Answer these questions using the essay about the drive from Jos to Gboko:
1. About how far is Jos from Benue state?
2. What is bié mainly made from?
3. Between which months might a traveler see mangoes along the road?

> **Given text**:
--------------------------------
For context, I’m from Benue state, Nigeria—by which I mean when both parents' lineages are traced, the lines lead to a two-tailed, two-eared chunk, somewhere off-centre, in the north central region of Nigeria. Trace the lines too far, and it would lead you to the Democratic Republic of Congo, is what I hear.
I grew up in Jos, Nigeria however, about 240km, from the former. A bumpy, scenic six hour drive farther north.
Bié.
Made primarily from millets and ginger, it’s a staple breakfast in Tiv settings. It’s the sweet spot between brukutu and ogi/pap/akamu. Featuring in folk songs, love songs, tales, and modern mornings, breakfasts don’t get more indigenous than that.
A savory journey from home, Jos, to home, Gboko.
The landscape change is a profound thing to witness. On this journey, one goes from red-brick rectangular shacks behind cacti fences and impossible rock formations limiting one’s vision to a mere 50 meters to the left and right. An ear pop—amplitude change, as the highlands give way to plains. The view opens up to grasslands and orchards (oranges and mangos) that roll out as far as the eyes can see—lush green in May, and a dusty brown in December. Round thatched huts of brown soil host familial settlements in small clusters separated from each other by vast farmland. One can’t help but wonder if perhaps it would be as easy to infiltrate these communities if they lived closer together. The thought is immediately discarded as irrelevant. A community armed with hoes and cutlasses formed to harvest cassava cannot be expected to protect themselves from marauders wielding sophisticated artillery. One hopes regardless.
Over a hundred kilometers south of the Plateau, the road spans across the river Benue. A 50 second drive across the bridge leads you to the food basket roundabout.
Depending on the time of year, it’s adorned in some drapery, posters or other. When you see the one that reads “The Alia the Better”, it’s okay to roll your eyes, it’s not the best pun I ever heard.
Take a left into Wurukum market, and you're on Gboko road. To your right, Makurdi blurs past— a fuel station, a church, then a bank. After this bank, before the motor-park, sits my favourite bié place in the state’s capital.
Drive right by, don’t even stop for the oranges—I know a better place.
In sixty or ninety minutes, depending on the condition of the roads, we would arrive at our destination—a spot my mum put me on to. You’re welcome in advance.
Keep on the tarred road, I’d advise you focus on the bumps, and…depressions, there isn’t much else to see here but trees, more trees, farms, some orange pyramids, pumpkins, and yams. Some mangoes if you’re lucky enough to be there between March and July.
See that dilapidated juice factory by the right? I always wonder about that. Speaking of factories, you’re now half way there. When you see the Dangote Cement plant, you’d have only 25% of the way left to go. I get really sleepy around here, dreams of what a successful juice factory would’ve meant for this community.
Black smoke and lots of trucks.
--------------------------------
> **Point annotation records**:

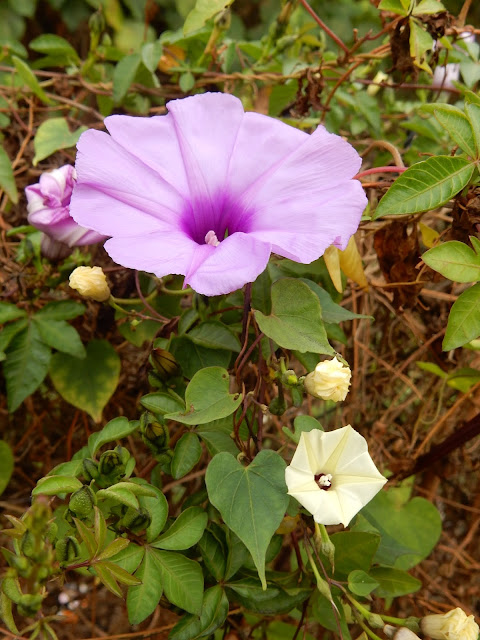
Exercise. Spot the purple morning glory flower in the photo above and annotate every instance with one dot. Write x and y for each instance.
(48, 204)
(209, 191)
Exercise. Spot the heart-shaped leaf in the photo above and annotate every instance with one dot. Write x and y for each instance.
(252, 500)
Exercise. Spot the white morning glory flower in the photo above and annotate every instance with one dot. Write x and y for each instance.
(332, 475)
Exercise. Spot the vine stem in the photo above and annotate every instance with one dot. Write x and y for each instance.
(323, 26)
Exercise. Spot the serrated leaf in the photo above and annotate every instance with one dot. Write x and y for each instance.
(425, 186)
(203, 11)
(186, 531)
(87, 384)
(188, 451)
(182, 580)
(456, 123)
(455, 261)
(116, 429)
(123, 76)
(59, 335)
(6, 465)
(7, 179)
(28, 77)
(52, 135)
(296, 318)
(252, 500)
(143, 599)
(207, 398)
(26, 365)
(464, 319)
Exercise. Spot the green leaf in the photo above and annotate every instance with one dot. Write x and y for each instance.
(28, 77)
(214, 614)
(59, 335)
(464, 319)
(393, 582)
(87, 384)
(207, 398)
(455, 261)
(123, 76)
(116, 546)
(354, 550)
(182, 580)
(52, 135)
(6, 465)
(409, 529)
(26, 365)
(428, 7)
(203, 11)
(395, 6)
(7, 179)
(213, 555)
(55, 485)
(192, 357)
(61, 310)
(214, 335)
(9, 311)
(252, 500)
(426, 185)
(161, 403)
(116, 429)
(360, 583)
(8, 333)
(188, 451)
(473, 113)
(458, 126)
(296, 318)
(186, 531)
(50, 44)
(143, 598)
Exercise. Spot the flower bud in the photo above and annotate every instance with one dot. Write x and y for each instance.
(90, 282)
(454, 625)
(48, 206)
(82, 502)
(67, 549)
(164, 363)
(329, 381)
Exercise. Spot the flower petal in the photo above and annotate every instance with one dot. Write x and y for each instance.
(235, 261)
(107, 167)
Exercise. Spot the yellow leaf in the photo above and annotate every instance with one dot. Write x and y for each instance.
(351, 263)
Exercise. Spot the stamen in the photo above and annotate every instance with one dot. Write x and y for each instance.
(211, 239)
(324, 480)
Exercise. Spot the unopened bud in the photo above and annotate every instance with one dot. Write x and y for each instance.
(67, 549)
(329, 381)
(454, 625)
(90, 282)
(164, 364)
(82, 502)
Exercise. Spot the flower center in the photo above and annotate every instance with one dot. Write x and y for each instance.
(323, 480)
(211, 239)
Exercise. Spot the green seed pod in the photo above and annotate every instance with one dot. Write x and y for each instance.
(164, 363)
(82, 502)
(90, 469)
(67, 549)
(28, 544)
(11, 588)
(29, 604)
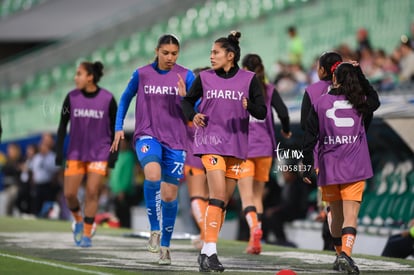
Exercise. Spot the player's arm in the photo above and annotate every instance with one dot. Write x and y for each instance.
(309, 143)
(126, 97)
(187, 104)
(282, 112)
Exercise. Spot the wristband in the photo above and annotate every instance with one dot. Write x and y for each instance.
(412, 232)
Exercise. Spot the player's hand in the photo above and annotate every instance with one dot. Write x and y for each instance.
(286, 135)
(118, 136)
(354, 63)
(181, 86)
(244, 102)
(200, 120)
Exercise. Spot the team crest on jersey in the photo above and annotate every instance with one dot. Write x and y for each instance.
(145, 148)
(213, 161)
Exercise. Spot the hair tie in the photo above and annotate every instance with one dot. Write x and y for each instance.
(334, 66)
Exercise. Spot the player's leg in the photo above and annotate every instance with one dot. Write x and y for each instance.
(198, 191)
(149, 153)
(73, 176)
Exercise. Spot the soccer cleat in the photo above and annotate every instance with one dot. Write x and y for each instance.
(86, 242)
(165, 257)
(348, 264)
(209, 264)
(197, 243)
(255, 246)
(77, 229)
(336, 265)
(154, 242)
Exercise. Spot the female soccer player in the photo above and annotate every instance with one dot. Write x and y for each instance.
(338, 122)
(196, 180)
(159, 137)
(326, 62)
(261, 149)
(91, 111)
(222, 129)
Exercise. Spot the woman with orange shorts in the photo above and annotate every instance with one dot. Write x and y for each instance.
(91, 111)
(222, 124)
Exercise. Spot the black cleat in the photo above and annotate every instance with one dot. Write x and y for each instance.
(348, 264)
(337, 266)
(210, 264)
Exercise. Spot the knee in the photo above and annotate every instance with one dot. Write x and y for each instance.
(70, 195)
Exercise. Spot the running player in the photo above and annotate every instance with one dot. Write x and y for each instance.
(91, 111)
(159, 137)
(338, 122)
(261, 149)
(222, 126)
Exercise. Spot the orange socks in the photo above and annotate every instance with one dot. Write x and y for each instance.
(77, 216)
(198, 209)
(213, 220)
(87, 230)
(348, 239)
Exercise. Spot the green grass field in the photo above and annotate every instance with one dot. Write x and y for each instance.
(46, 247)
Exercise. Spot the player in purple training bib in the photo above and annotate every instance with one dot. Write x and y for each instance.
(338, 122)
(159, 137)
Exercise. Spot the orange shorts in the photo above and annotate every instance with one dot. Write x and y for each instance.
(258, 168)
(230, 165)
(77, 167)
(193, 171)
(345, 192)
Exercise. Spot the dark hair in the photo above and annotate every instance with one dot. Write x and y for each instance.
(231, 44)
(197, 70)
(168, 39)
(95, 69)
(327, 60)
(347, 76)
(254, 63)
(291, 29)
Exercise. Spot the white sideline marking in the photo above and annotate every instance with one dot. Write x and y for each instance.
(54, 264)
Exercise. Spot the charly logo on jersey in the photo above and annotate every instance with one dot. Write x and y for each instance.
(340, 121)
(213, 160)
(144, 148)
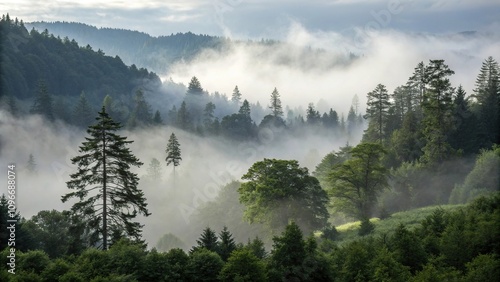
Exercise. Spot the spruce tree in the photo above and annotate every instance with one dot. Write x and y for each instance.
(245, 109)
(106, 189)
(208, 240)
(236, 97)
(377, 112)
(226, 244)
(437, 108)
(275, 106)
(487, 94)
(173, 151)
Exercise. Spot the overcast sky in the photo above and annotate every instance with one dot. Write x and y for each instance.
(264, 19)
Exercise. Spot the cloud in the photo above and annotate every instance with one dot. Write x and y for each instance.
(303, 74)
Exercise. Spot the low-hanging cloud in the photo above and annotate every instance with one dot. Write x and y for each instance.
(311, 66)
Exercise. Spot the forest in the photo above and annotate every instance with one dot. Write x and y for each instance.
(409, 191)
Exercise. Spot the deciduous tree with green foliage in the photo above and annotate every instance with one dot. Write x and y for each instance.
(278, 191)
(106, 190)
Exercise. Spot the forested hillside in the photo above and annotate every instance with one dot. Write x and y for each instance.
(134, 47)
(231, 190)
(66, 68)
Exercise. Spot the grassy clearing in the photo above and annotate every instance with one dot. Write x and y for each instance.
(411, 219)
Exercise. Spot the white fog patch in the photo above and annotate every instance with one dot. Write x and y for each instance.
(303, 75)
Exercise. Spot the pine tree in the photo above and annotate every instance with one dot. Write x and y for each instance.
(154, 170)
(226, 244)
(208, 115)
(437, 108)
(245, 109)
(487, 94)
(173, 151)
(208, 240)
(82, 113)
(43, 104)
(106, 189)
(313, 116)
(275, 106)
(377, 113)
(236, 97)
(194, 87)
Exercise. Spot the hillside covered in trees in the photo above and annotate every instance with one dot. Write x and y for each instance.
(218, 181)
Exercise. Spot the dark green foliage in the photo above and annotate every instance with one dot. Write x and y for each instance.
--------------------------------
> **Written response**:
1. About 240km.
2. Millets and ginger.
3. Between March and July.